Globus Medical Inc., an Audubon, Pa. –based spinal device company, has submitted its S-1 form to the U.S. Securities and Exchange Commission (SEC), the first step necessary in becoming a publicly-traded firm.
Why do companies decide to go public? And, more specifically, why is Globus Medical deciding to do so? In an initial public offering , a company gains an influx of capital from the mass sale of its shares. In its filing, Globus leaves its options wide open with regards to how it will use this anticipated capital:
“We intend to use the net proceeds received by us from this offering for working capital and general corporate purposes, including further expansion of our sales and marketing efforts and continued investments in research and development,” Globus Medical’s SEC document states. “We do not have any specific uses of the net proceeds planned, nor have we determined the amounts that we will actually spend on those uses.”

(Recorded data)
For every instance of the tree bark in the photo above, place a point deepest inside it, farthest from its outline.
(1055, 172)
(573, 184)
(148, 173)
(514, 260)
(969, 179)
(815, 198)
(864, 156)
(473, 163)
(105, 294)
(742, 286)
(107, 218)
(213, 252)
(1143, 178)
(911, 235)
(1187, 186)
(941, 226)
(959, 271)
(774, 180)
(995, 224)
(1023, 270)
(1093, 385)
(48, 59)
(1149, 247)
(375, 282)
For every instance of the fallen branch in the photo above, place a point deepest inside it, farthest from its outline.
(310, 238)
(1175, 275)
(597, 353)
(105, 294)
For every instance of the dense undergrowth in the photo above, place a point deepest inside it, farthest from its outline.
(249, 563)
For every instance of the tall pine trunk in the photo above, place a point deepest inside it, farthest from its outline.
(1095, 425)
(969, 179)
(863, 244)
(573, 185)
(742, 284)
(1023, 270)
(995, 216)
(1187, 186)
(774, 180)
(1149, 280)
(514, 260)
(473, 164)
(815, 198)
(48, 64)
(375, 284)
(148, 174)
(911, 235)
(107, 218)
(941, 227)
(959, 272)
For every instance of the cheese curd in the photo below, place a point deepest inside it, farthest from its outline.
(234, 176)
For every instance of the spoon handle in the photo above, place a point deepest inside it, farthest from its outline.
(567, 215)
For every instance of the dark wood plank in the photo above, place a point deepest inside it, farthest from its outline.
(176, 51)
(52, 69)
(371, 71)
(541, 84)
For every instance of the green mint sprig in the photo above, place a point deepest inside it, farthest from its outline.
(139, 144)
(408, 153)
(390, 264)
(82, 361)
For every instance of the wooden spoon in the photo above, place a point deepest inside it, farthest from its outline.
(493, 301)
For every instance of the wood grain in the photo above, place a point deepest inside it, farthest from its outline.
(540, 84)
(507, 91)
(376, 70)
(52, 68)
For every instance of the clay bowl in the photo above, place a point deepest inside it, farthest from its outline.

> [DIRECTIONS]
1. In the Globus Medical article, what form did the company submit to the SEC?
2. Carry on the Globus Medical article from the point where it stops.
The records are separate material and have no connection to the Globus Medical article.

> [WRITTEN ANSWERS]
1. Its S-1 form.

2.
Globus paid a $1 million fine in February to the U.S. Food and Drug Administration (FDA) for marketing a product without approval. The FDA apparently did not okay the company’s NuBone Osteoinductive Bone Graft product because it was not substantially equivalent to similar products already on the market.
Globus does not specify a price for its shares in the S-1 form. The company hopes to trade under the New York Stock Exchange (NYSE) ticker symbol GMED. Normal wait times between the initial filing of an S-1 (the form a company needs to announce its intent to go public) and actually becoming a public company is about 10 weeks.